Rewrite the stretch of material from the line containing "the shed siding." through the line containing "x=271 y=257", replacing each "component" with "module" and leaving everything else unchanged; return only those lines.

● DATA IN THIS EXERCISE:
- - - - - - -

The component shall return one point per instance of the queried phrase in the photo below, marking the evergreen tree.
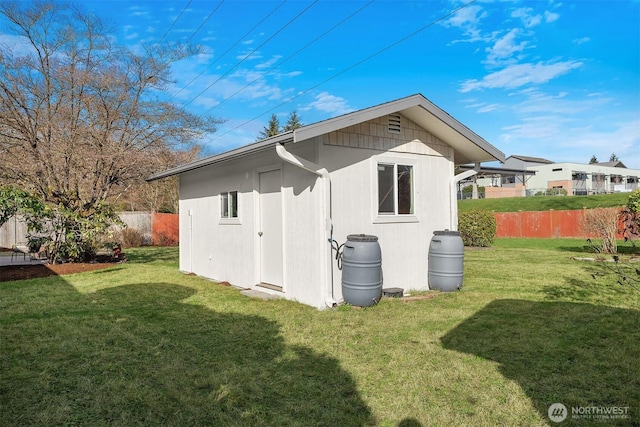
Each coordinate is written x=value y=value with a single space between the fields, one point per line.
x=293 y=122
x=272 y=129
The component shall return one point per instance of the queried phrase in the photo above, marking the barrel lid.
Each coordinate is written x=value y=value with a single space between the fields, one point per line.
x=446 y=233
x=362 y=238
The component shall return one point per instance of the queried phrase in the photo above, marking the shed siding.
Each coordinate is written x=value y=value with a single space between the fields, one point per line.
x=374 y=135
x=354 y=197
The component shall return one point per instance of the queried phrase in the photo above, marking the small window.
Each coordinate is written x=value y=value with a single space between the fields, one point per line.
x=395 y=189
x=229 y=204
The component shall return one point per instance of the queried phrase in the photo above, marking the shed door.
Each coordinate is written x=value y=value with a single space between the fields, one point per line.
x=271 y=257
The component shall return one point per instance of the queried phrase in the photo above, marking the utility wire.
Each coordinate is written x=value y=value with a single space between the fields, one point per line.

- - - - - - -

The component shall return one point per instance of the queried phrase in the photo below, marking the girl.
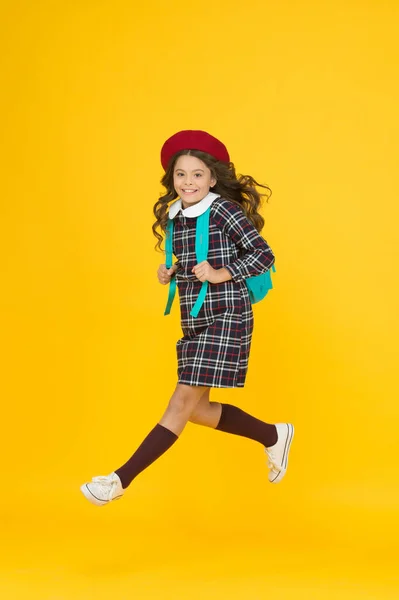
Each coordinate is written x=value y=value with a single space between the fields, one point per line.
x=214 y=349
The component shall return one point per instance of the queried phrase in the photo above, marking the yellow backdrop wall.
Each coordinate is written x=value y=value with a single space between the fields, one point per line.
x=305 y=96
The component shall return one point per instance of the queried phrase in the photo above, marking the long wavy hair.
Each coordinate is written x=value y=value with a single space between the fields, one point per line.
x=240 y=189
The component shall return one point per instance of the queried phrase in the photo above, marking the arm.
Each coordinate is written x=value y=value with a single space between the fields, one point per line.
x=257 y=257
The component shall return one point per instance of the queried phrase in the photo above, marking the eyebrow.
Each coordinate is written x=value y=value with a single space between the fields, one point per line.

- - - - - - -

● OUTPUT:
The module shall return one point per instance of the queried phrase in the photo above, marking the shed siding.
Each coordinate is written x=value y=value with a single space between the fields, one point per line.
x=374 y=135
x=354 y=197
The module shall return one point per instance of the queried phrase in the photo above, marking the small window.
Each coordinate is written x=value y=value with a single space between the fields, one point per line.
x=395 y=189
x=229 y=204
The module shall return one point per instance of the queried phrase in the photo above, marking the shed door.
Each coordinate is written x=value y=value with a single space between the fields, one point per line.
x=271 y=257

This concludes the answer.